[START OF Records for the exercise]

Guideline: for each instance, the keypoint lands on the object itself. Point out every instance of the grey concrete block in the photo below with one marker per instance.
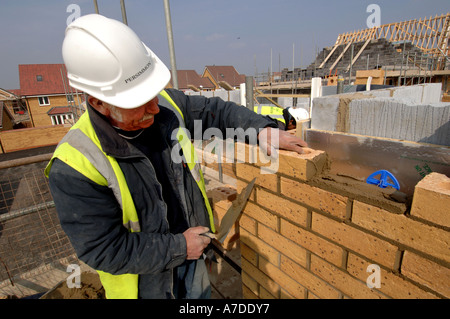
(431, 93)
(324, 113)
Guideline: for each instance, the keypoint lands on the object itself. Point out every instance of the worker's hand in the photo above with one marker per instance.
(271, 139)
(195, 242)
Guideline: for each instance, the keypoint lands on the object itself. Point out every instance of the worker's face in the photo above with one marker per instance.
(291, 125)
(128, 119)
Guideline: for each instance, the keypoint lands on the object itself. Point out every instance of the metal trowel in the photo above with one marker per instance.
(232, 214)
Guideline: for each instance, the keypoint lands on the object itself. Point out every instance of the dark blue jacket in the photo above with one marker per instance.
(92, 218)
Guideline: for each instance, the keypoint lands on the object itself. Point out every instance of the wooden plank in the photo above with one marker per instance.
(340, 56)
(282, 95)
(357, 55)
(328, 56)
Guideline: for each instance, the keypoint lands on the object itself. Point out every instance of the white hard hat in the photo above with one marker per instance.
(107, 60)
(299, 113)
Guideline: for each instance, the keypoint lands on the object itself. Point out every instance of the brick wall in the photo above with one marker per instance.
(304, 234)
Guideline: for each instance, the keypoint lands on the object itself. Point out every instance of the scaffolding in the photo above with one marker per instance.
(32, 242)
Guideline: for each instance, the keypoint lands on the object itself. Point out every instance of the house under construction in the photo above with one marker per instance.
(364, 215)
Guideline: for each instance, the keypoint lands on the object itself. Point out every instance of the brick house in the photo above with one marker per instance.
(48, 97)
(223, 76)
(191, 80)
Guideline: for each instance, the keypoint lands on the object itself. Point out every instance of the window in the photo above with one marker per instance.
(44, 100)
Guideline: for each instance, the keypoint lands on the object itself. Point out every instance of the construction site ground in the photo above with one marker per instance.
(48, 280)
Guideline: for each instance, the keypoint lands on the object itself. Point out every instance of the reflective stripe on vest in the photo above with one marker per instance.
(274, 112)
(81, 150)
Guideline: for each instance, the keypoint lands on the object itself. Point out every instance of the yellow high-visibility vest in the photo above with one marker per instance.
(81, 150)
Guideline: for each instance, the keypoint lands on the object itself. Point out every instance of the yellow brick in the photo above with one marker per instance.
(301, 166)
(425, 238)
(283, 245)
(317, 198)
(391, 284)
(282, 279)
(260, 247)
(265, 294)
(260, 277)
(247, 223)
(431, 199)
(261, 215)
(308, 280)
(342, 280)
(427, 273)
(250, 283)
(311, 242)
(354, 239)
(283, 207)
(249, 254)
(248, 172)
(247, 293)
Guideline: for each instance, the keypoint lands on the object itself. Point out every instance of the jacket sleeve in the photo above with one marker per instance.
(217, 113)
(92, 219)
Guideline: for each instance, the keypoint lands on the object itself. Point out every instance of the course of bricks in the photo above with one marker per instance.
(299, 240)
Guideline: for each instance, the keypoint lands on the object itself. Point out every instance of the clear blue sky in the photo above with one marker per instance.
(242, 33)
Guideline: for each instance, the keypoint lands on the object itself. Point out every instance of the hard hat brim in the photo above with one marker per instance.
(142, 92)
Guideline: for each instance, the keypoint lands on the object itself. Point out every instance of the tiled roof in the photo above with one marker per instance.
(191, 77)
(225, 73)
(7, 95)
(41, 79)
(59, 110)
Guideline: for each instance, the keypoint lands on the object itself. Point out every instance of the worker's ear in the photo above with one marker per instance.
(99, 105)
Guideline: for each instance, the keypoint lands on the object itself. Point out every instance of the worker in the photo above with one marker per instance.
(131, 212)
(286, 118)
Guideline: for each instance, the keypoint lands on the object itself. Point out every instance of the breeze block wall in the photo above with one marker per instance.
(307, 234)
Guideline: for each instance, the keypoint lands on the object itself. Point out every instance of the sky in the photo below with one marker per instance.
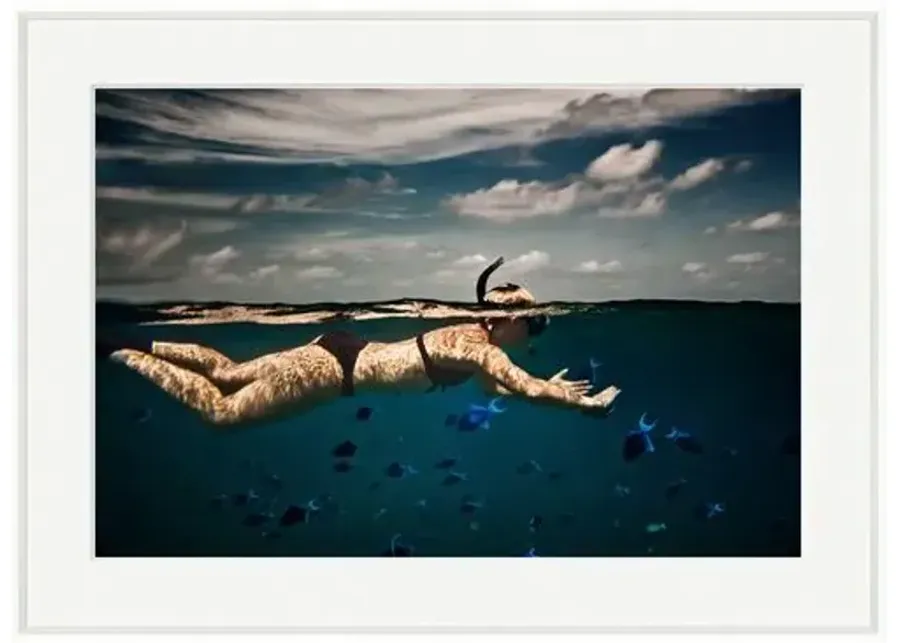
(318, 195)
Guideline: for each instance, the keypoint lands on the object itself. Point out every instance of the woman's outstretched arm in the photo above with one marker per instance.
(495, 365)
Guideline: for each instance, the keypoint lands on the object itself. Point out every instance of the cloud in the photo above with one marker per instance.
(623, 162)
(766, 223)
(211, 265)
(595, 267)
(528, 262)
(697, 174)
(651, 205)
(350, 193)
(606, 111)
(316, 273)
(381, 126)
(470, 261)
(637, 207)
(366, 249)
(509, 200)
(264, 271)
(698, 270)
(748, 257)
(140, 247)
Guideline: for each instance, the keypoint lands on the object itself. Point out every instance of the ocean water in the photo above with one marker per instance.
(728, 373)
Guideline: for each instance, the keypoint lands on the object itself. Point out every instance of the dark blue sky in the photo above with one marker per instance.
(372, 194)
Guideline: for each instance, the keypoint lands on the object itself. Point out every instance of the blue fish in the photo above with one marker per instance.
(684, 441)
(714, 509)
(637, 441)
(398, 548)
(479, 417)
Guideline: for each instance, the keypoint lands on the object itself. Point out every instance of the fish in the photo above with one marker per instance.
(791, 444)
(479, 417)
(274, 482)
(257, 519)
(219, 501)
(140, 416)
(398, 470)
(394, 470)
(638, 442)
(684, 441)
(346, 449)
(446, 463)
(529, 467)
(454, 478)
(566, 518)
(674, 487)
(470, 506)
(292, 515)
(709, 510)
(243, 499)
(342, 466)
(398, 548)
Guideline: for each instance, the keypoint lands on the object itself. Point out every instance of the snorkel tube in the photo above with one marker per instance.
(481, 284)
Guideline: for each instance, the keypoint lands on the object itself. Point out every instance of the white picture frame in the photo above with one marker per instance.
(832, 587)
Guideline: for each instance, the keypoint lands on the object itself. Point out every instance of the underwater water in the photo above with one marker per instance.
(729, 374)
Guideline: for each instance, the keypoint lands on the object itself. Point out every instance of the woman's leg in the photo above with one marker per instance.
(311, 378)
(225, 373)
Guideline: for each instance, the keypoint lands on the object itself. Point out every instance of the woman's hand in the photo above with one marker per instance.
(601, 403)
(578, 387)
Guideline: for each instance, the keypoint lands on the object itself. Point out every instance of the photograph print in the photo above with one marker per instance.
(447, 322)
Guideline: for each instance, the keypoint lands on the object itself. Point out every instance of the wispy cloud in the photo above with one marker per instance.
(698, 270)
(470, 260)
(315, 273)
(212, 265)
(748, 257)
(350, 193)
(381, 126)
(595, 267)
(766, 223)
(509, 200)
(622, 162)
(697, 174)
(528, 262)
(142, 246)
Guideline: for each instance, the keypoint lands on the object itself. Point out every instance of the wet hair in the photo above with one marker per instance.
(512, 295)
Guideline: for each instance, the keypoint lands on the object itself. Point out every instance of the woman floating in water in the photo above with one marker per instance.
(226, 393)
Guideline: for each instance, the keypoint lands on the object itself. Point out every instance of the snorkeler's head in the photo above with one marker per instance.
(518, 326)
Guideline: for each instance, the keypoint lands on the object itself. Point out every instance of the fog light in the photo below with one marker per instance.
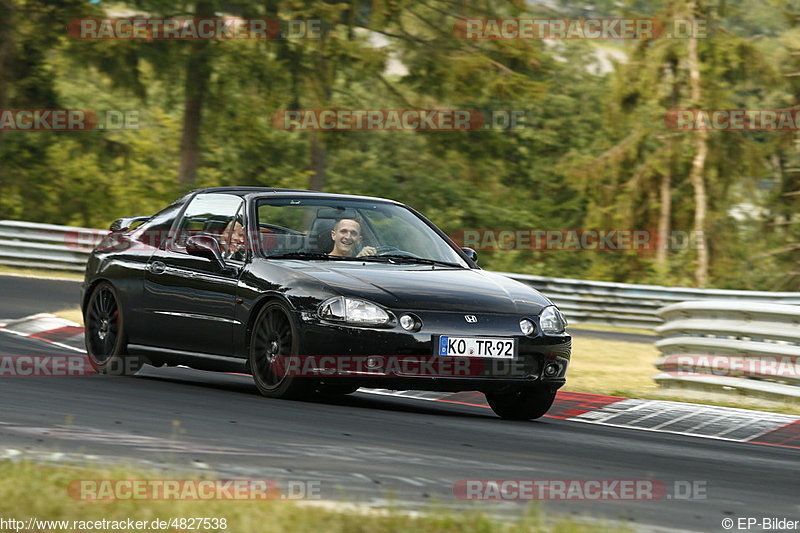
(526, 326)
(410, 323)
(551, 369)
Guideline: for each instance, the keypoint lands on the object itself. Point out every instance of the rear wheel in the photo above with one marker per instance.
(274, 341)
(524, 404)
(105, 337)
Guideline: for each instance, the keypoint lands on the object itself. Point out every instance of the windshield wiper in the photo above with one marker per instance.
(310, 255)
(409, 259)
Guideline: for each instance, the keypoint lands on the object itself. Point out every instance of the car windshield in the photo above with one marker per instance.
(335, 229)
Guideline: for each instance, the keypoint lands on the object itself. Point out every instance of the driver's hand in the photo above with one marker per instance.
(367, 250)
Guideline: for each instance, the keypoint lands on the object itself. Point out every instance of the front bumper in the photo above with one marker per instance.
(401, 360)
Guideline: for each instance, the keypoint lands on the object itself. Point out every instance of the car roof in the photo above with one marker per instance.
(256, 191)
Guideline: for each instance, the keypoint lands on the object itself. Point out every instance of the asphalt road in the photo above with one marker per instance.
(372, 448)
(20, 296)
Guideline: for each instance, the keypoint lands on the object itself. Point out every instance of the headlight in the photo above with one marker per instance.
(526, 326)
(552, 321)
(353, 311)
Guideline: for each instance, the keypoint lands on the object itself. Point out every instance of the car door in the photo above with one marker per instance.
(188, 300)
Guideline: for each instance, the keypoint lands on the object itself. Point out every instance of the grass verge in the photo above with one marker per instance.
(35, 491)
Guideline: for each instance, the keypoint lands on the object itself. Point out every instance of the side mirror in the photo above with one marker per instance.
(472, 254)
(207, 247)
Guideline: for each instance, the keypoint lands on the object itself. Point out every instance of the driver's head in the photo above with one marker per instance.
(233, 236)
(346, 235)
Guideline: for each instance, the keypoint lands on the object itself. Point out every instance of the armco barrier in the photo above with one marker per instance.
(46, 246)
(630, 305)
(49, 246)
(751, 349)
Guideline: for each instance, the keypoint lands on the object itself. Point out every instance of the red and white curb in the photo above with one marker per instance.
(48, 328)
(696, 420)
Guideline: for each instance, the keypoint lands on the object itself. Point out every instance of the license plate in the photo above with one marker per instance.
(499, 348)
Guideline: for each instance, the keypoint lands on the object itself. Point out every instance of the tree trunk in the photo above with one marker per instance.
(198, 73)
(6, 49)
(319, 162)
(664, 218)
(696, 177)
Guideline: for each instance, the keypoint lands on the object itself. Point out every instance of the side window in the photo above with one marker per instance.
(155, 231)
(213, 215)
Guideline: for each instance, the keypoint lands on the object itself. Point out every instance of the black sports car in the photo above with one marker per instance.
(318, 293)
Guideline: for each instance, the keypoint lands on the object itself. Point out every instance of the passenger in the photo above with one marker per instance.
(346, 235)
(232, 242)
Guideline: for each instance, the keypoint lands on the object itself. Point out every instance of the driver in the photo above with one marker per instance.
(346, 235)
(232, 242)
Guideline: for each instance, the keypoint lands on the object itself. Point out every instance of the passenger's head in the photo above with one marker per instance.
(346, 235)
(233, 237)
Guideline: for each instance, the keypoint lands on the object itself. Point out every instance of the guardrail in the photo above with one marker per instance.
(48, 246)
(751, 349)
(631, 305)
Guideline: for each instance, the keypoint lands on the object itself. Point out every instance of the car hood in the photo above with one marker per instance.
(420, 287)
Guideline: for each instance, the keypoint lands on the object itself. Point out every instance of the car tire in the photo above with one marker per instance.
(524, 404)
(104, 334)
(273, 339)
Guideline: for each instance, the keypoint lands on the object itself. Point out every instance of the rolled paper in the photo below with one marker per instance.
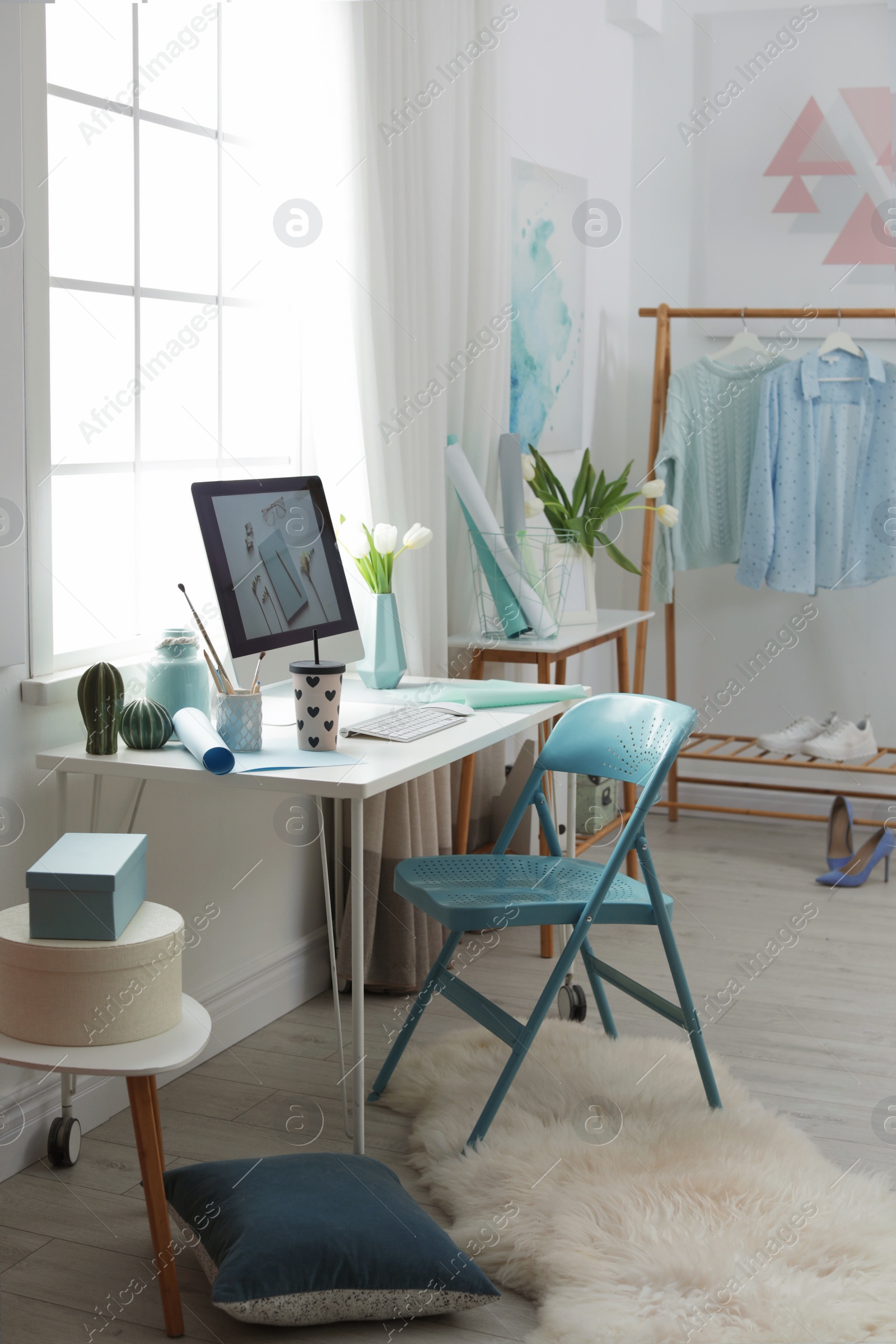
(512, 498)
(195, 731)
(496, 694)
(510, 613)
(473, 499)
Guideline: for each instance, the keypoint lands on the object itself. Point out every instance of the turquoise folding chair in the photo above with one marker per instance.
(620, 737)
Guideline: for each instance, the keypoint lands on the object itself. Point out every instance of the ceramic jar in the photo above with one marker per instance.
(178, 676)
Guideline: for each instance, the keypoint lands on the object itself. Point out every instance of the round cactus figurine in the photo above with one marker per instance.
(146, 725)
(101, 698)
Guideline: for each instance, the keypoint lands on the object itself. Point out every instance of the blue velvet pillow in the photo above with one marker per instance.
(309, 1238)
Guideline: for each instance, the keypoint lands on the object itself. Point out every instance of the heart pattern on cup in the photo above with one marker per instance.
(318, 691)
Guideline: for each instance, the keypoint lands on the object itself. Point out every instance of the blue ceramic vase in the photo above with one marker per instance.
(383, 664)
(178, 676)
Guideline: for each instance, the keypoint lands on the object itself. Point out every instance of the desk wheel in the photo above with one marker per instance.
(63, 1141)
(571, 1003)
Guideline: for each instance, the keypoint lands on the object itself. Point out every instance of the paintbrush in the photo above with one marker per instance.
(204, 635)
(214, 675)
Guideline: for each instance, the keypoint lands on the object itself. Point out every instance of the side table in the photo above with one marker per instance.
(139, 1062)
(571, 640)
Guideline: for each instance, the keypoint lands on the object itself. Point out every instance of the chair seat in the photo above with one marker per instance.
(474, 892)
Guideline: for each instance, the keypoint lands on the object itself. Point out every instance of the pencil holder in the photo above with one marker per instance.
(240, 721)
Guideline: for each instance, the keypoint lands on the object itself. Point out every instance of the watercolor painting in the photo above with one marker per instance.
(547, 273)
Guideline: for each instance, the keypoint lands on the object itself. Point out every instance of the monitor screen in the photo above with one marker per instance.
(274, 562)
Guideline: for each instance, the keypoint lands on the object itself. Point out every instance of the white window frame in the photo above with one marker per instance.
(48, 666)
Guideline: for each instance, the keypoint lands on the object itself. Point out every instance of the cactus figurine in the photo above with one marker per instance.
(146, 725)
(101, 699)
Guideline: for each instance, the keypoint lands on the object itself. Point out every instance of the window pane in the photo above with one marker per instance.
(92, 194)
(178, 210)
(179, 59)
(89, 48)
(92, 370)
(179, 398)
(261, 353)
(93, 559)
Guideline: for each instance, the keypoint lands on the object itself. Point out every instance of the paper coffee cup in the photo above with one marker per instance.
(318, 690)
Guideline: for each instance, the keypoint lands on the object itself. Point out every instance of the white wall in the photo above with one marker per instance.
(844, 659)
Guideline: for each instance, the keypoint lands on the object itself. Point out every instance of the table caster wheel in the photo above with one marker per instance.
(571, 1003)
(63, 1141)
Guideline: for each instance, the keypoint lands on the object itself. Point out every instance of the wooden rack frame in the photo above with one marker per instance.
(711, 746)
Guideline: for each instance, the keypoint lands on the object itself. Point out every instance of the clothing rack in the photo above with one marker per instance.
(716, 746)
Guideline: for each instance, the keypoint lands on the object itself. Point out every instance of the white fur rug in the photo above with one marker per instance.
(691, 1225)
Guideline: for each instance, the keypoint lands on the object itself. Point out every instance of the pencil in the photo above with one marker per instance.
(214, 675)
(204, 635)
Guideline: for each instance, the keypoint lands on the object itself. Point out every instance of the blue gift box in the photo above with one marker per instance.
(88, 886)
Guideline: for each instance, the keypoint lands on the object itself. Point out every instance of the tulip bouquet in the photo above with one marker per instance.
(374, 553)
(584, 518)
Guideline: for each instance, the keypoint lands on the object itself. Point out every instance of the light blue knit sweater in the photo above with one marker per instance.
(704, 459)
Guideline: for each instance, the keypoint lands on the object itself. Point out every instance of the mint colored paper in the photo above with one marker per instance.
(496, 696)
(510, 612)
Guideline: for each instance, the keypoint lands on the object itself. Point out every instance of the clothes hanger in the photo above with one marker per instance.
(840, 340)
(743, 340)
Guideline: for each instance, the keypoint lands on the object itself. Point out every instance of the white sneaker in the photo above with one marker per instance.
(844, 743)
(793, 738)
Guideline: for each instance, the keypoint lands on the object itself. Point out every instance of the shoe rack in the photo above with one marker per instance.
(853, 780)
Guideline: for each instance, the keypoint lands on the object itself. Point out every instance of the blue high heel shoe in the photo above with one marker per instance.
(855, 874)
(840, 832)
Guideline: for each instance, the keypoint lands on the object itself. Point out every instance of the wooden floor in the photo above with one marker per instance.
(812, 1037)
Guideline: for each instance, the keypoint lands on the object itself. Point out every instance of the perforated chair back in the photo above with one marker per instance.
(624, 737)
(618, 737)
(621, 737)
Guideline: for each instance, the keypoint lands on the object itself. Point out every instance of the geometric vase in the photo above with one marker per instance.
(101, 699)
(383, 664)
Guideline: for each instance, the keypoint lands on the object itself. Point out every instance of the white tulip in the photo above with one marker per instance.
(417, 536)
(385, 538)
(354, 538)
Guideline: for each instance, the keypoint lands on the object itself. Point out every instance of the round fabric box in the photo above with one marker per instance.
(59, 992)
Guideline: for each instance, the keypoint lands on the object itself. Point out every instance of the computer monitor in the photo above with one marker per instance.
(277, 572)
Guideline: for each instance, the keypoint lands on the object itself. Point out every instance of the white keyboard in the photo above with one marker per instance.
(408, 724)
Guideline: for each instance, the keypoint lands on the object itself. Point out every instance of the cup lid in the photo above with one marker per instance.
(311, 667)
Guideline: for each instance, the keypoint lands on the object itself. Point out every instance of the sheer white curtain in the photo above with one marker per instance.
(430, 272)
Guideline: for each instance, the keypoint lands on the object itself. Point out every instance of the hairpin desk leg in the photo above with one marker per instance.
(95, 801)
(62, 800)
(331, 939)
(358, 971)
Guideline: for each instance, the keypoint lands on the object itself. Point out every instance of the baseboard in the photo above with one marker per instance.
(241, 1003)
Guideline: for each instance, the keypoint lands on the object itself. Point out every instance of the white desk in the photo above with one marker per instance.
(376, 767)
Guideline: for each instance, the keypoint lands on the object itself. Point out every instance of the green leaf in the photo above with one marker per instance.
(615, 554)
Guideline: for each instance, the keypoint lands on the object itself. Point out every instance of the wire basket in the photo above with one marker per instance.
(544, 563)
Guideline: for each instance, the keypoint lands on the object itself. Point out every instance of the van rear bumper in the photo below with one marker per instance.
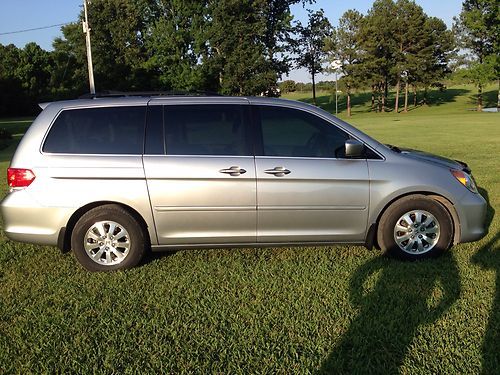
(472, 213)
(25, 220)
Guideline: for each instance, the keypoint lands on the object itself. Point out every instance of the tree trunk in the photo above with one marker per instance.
(314, 88)
(406, 97)
(373, 97)
(498, 96)
(479, 97)
(348, 102)
(384, 97)
(396, 105)
(379, 98)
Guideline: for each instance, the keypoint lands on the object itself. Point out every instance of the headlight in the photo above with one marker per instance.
(465, 180)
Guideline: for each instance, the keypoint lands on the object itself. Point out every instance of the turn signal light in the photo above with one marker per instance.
(20, 177)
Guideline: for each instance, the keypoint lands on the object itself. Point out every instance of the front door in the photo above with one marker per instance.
(307, 190)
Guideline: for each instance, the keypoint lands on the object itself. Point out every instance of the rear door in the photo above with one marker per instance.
(308, 191)
(200, 172)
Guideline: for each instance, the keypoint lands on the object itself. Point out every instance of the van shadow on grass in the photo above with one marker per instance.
(394, 299)
(488, 257)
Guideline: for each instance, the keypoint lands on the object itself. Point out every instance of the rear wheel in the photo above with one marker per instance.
(108, 238)
(415, 227)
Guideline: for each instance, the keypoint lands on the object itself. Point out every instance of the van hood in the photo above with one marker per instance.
(435, 159)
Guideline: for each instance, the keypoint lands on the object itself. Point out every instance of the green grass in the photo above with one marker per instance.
(340, 309)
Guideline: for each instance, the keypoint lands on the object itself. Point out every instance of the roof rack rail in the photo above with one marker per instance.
(118, 94)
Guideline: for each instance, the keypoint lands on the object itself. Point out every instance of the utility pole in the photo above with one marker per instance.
(335, 66)
(86, 31)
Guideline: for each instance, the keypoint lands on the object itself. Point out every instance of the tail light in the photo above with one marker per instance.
(20, 177)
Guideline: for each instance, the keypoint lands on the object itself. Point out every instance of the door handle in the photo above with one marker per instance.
(277, 171)
(233, 171)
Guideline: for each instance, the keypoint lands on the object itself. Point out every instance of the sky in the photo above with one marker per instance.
(18, 15)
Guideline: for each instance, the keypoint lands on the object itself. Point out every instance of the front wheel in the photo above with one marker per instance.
(415, 227)
(108, 238)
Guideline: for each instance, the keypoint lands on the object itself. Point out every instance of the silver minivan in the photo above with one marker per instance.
(111, 177)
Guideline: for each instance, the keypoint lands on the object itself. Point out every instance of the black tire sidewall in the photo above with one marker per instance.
(394, 212)
(111, 213)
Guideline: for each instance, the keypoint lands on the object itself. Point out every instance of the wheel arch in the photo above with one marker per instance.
(371, 238)
(64, 240)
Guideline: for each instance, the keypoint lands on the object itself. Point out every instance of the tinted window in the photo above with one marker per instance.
(291, 132)
(205, 130)
(155, 143)
(111, 130)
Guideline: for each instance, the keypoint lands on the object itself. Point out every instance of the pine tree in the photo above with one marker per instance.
(310, 44)
(478, 29)
(344, 47)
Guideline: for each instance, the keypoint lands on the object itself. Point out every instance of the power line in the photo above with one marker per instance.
(34, 29)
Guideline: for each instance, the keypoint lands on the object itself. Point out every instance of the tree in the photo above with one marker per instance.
(379, 46)
(310, 44)
(477, 29)
(288, 86)
(176, 45)
(437, 48)
(409, 36)
(344, 47)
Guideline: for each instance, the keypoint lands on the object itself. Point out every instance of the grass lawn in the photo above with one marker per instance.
(341, 309)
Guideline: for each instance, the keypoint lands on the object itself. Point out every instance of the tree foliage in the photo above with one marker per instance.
(478, 29)
(310, 44)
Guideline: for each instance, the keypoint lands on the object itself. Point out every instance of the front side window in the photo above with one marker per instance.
(206, 130)
(290, 132)
(109, 130)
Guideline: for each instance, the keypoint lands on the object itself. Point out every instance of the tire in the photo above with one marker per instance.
(415, 227)
(108, 238)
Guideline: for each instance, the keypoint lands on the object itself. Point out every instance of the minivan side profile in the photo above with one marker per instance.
(111, 177)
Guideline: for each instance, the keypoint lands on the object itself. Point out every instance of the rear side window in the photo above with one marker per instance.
(206, 130)
(290, 132)
(110, 130)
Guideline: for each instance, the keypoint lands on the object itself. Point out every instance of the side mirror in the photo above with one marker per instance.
(354, 148)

[END OF Records for the exercise]

> _To be done_
Produce an exact copy of the lines from the one containing "of the minivan" through the last line, and of nothing else.

> _Output for this exercise_
Guideline: for each instance, the keypoint lands on the object itself. Point out every instance of the minivan side profile in the photo above with one marker per instance.
(111, 177)
Guideline: for each instance, the keypoint lands on the object itself. Point out every instance of the rear side window in the photo above with one marker per instance.
(206, 130)
(290, 132)
(110, 130)
Guideline: for each instance, the keypoint lands on the object itself. Point out every instance of the side mirror in the photo above with one marker per instance.
(354, 148)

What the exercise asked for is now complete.